PASSAGE FOR REVIEW:
-- Opening Marker --

At the heart of the surprise bills dispute is the industry’s fear of any kind of cost containment in the U.S. health system, something sorely needed and bitterly fought for decades by the medical businesses whose incomes are at stake. It’s hardly surprising, then, that Congressional lobbying along with advertising aimed at the public, all designed to serve the interests of one group of medical stakeholders versus another, is cloaked in the cover of protecting patients.

And if all this isn’t confusing enough, there’s yet another group, called the Coalition Against Surprise Medical Billing. It represents large employers, health insurance agents, and business associations like the National Business Group on Health, who all want a say in the matter.

The group advocates eliminating balance billing in situations where a patient is involuntarily treated by an out-of-network doctor, and wants to require health insurers to reimburse out-of-network providers based on local market rates negotiated by local providers. That would avoid what it calls a cumbersome arbitration process (the approach preferred by the aforementioned doctors’ groups) “that increases costs for patients, businesses and taxpayers,” according to the group’s website.

It, too, urges patients to contact their elected representatives to support the Coalition’s position. I asked Steve Wojcik, vice president of public policy at the National Business Group on Health, why hospitals and doctors are on the other side of the lobbying fence on this issue. “I believe that the investor-driven physician staffing firms fear that if our preferences become law, their business model — go out of network and raise prices — is shot.”

-- Closing Marker --

TASK SET:
A) In the text on surprise medical bills, what does the Coalition Against Surprise Medical Billing want insurers to base their payments to out-of-network providers on?
B) Copy the part of the text on surprise medical bills that opens with the words containing "And if all this" and closes with "the group’s website.".

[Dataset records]

-- Opening Marker --

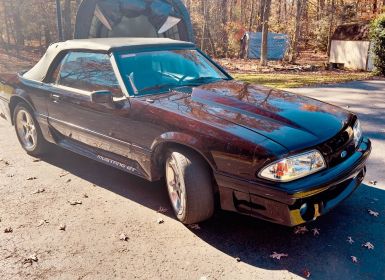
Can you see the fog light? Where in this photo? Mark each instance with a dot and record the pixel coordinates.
(303, 209)
(307, 212)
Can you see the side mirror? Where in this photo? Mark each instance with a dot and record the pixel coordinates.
(103, 97)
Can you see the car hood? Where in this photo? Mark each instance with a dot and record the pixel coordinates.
(295, 122)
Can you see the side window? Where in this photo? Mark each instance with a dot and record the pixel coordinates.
(89, 72)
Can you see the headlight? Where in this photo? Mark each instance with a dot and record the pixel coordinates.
(295, 167)
(357, 133)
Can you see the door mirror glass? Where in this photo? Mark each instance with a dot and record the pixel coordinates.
(102, 97)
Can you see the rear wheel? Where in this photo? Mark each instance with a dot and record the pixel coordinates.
(189, 185)
(28, 131)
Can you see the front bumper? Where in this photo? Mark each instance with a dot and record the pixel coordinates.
(281, 203)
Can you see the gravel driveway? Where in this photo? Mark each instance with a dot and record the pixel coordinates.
(114, 203)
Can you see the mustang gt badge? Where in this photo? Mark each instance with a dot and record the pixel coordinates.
(344, 154)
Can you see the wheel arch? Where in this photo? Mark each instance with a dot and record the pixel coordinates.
(159, 156)
(178, 141)
(15, 100)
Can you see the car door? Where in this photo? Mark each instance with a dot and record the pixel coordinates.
(74, 116)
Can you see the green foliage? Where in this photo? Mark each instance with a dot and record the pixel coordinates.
(377, 34)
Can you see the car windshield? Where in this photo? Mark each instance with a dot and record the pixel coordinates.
(159, 71)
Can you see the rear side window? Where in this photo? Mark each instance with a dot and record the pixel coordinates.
(89, 72)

-- Closing Marker --

ANSWERS TO THE EXERCISE:
A) Local market rates negotiated by local providers.

B)
And if all this isn’t confusing enough, there’s yet another group, called the Coalition Against Surprise Medical Billing. It represents large employers, health insurance agents, and business associations like the National Business Group on Health, who all want a say in the matter.

The group advocates eliminating balance billing in situations where a patient is involuntarily treated by an out-of-network doctor, and wants to require health insurers to reimburse out-of-network providers based on local market rates negotiated by local providers. That would avoid what it calls a cumbersome arbitration process (the approach preferred by the aforementioned doctors’ groups) “that increases costs for patients, businesses and taxpayers,” according to the group’s website.